*Фрагмент текста*.
Gronlund полемизирует с Спенсером и со всеми теми, кот[орые] отрицают правительство или видят назначение его только в обеспечении личности. Gronlund полагает основу нравственности в общественности. Образцом, зародышем скорее, настоящего социалистического правительства ставит trade-unions,34 кот[орые], насилуя личность, заставляя ее жертвовать своими выгодами, подчиняют ее служению общим целям. — Думаю, что это неправда. Он говорит, что правительство организует труд. Это было бы хорошо; но забывается то, что правительство всегда насилует и эксплуатирует труд под видом защиты. Так же оно будет эксплуатировать труд под видом организации его. Прекрасно бы было, если бы правительство организовало труд; но для этого оно должно быть бескорыстным, святым. Где же они эти святые? — Справедливо, что индивидуализм, как они называют, разумея под этим идеал личного блага каждого отдельн[ого] человека, есть самый пагубный принцип; но принцип блага многих людей вместе столь же пагубен; пагубность его только не видна сразу. — Достижение той кооперации,35 коммунизма, общественности, вместо индивидуализма, получится не от организации, — мы никогда не угадаем будущей организации, — но только от следования каждым из людей незатемненному побуждению сердца, совести, разума, веры, как хотите назовите, закона жизни. Пчелы и муравьи живут общественно не п[отому], ч[то] они знают то устройство, кот[орое] для них самое выгодное, и следуют ему — они понятия не имеют о целесообразности, гармоничности, разумности улья, кочки муравейной, какими они нам представляются; а п[отому], ч[то] они отдаются вложенному в них (мы говорим) инстинкту, подчиняются, не мудрствуя лукаво, а мудрствуя прямо, — своему закону жизни. Я представляю себе, что если бы пчелы могли сверх своего инстинкта (как мы называем), сверх сознания своего закона, еще придумывать наилучшее устройство своей общественной жизни, они бы придумали бы такую жизнь, что погибли бы. В этом одном сознании закона есть нечто и меньшее и большее рассуждения. И только оно дано приводить на тот узкой единственный путь истины, по к[оторому] следует идти человеку и человечеству. — Это очень важно, и это-то хотелось бы мне сказать в моей статье. — Теперь 12-й час.
15 Ф. Я. П. 91.
[16 февраля.] Все та же усталость и равнодушие. — Начал шить сапоги. Разговор с Павлом напомнил мне настоящую жизнь: его мальчик с мастером, выстоявш[ий] 6 пар сапог в неделю, для чего работает 6 дней по 18 часов от 6 до 12. И это правда. А мы носим эти сапоги.

*Задание*.
Перепишите часть текста, начиная со слов «15 Ф. Я. П.» и продолжая до слов «носим эти сапоги.» включительно. Везде замените «усталость» на «скука».

*Сохранённые данные*.

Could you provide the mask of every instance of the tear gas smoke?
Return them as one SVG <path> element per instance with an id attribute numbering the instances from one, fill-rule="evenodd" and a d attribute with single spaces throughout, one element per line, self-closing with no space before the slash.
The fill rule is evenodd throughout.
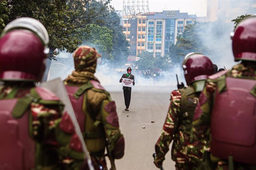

*Письменный ответ*.
15 Ф. Я. П. 91.
[16 февраля.] Все та же скука и равнодушие. — Начал шить сапоги. Разговор с Павлом напомнил мне настоящую жизнь: его мальчик с мастером, выстоявш[ий] 6 пар сапог в неделю, для чего работает 6 дней по 18 часов от 6 до 12. И это правда. А мы носим эти сапоги.